Transcribe exactly, and only, the lines from the one containing "dog's nostril, which" through the last line of the data.

---------- DATA RECORDS

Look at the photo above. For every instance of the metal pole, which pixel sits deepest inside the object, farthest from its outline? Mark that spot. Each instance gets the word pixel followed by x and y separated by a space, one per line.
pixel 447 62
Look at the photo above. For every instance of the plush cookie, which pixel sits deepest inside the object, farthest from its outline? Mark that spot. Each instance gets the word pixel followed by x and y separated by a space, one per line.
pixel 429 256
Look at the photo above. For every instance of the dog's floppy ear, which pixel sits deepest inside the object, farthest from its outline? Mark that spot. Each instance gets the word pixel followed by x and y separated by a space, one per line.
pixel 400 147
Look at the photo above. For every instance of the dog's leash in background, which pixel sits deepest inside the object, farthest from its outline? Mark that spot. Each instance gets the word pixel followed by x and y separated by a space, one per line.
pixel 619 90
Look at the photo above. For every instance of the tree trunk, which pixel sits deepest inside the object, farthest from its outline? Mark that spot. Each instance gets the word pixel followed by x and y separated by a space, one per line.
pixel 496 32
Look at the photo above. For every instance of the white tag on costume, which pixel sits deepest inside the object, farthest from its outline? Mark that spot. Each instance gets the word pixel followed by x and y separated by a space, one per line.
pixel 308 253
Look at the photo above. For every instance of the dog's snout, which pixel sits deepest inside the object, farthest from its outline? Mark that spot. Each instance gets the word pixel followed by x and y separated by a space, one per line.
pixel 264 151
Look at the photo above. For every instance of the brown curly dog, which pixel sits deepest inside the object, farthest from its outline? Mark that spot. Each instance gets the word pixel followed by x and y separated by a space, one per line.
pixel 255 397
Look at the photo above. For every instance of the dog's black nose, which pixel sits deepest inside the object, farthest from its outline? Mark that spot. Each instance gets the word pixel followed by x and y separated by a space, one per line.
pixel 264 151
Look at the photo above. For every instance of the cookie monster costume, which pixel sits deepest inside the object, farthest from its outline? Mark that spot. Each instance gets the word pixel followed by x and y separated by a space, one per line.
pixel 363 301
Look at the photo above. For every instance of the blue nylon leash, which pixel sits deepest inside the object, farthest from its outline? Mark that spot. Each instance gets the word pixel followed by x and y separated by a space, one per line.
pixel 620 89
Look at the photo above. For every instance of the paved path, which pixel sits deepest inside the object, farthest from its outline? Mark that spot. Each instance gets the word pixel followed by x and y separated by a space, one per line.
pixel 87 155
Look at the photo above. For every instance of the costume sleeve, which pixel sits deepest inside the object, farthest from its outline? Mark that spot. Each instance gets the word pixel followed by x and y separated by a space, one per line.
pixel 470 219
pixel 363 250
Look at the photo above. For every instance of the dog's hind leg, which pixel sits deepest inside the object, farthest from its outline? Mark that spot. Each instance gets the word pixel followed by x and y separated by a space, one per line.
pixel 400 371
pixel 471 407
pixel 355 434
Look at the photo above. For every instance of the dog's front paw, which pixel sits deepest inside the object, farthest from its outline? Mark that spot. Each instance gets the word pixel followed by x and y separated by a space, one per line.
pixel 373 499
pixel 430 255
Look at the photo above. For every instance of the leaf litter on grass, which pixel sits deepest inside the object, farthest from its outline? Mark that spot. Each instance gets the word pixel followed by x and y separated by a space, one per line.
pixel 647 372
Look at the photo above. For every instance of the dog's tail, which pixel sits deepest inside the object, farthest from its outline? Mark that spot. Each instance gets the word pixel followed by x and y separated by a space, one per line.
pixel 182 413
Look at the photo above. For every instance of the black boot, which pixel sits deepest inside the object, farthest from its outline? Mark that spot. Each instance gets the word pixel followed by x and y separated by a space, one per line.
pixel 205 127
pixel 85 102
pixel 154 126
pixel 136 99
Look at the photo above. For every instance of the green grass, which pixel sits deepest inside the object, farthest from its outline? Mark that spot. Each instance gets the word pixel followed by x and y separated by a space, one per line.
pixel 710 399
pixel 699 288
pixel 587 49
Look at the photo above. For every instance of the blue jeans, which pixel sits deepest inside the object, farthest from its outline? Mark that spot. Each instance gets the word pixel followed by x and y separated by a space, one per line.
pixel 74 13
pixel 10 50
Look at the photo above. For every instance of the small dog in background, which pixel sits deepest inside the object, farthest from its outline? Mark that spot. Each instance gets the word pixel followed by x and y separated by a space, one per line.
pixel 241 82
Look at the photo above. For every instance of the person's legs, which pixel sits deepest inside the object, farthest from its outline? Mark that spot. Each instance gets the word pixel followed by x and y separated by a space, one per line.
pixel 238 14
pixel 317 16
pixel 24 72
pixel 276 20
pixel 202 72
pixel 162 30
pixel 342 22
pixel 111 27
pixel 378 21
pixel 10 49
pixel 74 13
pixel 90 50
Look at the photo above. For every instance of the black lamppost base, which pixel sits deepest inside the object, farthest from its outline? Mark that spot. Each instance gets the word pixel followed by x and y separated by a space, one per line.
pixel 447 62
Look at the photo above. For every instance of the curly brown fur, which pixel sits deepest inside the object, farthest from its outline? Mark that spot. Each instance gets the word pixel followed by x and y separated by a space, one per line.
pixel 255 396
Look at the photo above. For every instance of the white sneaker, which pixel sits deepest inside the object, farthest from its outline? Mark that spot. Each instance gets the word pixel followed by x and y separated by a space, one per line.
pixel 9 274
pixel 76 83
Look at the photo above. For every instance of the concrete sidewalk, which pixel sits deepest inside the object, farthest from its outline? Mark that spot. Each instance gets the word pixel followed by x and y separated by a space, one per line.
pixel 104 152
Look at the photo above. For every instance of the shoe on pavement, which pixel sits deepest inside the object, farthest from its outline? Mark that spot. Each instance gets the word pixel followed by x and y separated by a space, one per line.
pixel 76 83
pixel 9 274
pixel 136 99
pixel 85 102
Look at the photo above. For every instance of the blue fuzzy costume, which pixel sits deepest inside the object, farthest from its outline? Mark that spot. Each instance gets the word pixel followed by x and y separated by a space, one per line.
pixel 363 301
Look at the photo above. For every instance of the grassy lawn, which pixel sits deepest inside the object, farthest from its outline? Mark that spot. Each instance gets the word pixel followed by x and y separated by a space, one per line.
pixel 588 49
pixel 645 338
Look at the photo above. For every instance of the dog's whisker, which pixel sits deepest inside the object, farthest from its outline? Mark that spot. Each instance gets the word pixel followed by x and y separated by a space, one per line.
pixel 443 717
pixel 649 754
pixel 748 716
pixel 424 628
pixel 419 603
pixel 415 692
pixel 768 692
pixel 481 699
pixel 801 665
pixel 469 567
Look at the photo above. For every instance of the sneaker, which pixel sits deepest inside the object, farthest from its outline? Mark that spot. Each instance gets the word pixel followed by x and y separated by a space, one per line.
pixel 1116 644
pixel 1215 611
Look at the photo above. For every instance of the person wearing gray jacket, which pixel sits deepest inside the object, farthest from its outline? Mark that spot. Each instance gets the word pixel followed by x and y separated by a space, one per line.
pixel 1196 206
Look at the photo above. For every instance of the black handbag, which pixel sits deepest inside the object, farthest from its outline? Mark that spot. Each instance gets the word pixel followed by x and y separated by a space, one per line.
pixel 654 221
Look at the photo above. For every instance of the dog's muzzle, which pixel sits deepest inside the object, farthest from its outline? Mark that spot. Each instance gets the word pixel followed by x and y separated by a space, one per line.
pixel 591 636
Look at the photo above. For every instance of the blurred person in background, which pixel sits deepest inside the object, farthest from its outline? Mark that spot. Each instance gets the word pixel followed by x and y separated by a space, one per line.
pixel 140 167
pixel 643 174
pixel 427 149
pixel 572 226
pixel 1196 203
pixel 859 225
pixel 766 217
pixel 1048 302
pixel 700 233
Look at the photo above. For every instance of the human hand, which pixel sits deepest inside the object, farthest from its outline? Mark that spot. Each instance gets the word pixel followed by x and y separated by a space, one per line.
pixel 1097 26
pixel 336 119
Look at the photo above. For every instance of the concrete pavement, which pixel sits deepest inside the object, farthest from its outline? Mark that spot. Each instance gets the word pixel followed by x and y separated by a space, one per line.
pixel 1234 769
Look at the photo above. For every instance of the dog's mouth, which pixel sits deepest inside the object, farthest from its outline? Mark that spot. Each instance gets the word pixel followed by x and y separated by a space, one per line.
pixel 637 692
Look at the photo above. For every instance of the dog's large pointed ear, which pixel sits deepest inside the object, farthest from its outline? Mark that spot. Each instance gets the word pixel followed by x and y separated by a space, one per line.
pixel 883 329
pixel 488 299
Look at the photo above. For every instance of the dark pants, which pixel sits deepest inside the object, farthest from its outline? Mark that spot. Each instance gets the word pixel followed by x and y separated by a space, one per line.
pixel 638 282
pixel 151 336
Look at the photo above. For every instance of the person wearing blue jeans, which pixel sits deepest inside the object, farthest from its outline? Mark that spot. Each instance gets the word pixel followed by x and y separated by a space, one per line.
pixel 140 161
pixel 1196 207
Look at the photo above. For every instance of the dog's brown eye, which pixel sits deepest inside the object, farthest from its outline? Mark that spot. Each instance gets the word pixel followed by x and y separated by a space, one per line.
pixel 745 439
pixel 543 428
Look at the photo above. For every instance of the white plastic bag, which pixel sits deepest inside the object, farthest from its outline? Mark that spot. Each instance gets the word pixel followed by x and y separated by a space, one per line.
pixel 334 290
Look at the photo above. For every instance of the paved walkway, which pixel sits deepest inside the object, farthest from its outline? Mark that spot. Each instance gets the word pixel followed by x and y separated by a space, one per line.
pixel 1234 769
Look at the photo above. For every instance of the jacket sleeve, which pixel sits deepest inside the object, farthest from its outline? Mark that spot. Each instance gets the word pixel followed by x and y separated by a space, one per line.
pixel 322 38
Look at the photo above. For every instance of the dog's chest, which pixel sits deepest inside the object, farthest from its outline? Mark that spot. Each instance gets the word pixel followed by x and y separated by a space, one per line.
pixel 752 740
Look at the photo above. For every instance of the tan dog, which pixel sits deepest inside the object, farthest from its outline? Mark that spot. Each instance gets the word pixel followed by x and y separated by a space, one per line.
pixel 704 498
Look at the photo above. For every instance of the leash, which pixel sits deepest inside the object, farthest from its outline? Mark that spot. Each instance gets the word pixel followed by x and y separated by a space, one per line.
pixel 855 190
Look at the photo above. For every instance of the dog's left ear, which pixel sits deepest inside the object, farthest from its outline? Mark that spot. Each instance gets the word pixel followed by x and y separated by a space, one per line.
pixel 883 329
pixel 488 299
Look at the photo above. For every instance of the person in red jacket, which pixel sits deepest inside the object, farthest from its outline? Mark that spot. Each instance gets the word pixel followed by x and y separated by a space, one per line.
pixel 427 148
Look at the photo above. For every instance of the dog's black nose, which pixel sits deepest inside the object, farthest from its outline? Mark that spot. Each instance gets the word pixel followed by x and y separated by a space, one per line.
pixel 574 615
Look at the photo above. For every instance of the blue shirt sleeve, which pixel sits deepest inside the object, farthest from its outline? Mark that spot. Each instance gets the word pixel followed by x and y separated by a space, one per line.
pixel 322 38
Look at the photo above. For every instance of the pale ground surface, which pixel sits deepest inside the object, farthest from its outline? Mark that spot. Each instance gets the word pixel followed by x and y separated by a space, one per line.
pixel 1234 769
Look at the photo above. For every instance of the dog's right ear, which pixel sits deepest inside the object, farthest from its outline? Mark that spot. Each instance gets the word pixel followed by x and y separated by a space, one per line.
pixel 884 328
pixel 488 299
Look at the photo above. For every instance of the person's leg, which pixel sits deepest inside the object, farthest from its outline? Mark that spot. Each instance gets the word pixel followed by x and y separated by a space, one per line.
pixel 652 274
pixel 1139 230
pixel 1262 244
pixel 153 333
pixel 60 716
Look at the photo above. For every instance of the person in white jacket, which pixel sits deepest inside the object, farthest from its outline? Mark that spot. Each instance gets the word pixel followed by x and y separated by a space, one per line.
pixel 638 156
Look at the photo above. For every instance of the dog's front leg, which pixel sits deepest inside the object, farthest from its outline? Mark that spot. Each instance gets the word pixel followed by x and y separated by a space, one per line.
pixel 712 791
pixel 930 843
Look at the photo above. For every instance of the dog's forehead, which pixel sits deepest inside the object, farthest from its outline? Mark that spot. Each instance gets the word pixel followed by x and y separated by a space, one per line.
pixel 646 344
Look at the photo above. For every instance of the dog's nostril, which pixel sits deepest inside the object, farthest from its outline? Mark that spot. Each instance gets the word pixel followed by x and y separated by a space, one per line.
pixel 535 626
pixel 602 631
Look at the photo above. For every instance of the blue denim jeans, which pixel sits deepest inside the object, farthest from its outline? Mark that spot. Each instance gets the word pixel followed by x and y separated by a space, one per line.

--------------------

TASK ANSWER>
Look at the photo above. For every instance of the dog's nostril, which pixel sits deepest inside the object, farthest from its outline? Mark that spot. Each instance gets the word pixel followed by x and y separated by a space, one per line.
pixel 535 626
pixel 602 631
Look at the photo above. For every instance of the blue denim jeans, which pixel sits deepest inside the object, farthest from its outline? Mark that spot. Each instance gets the word pixel followed by x and y separated by a space, one per line.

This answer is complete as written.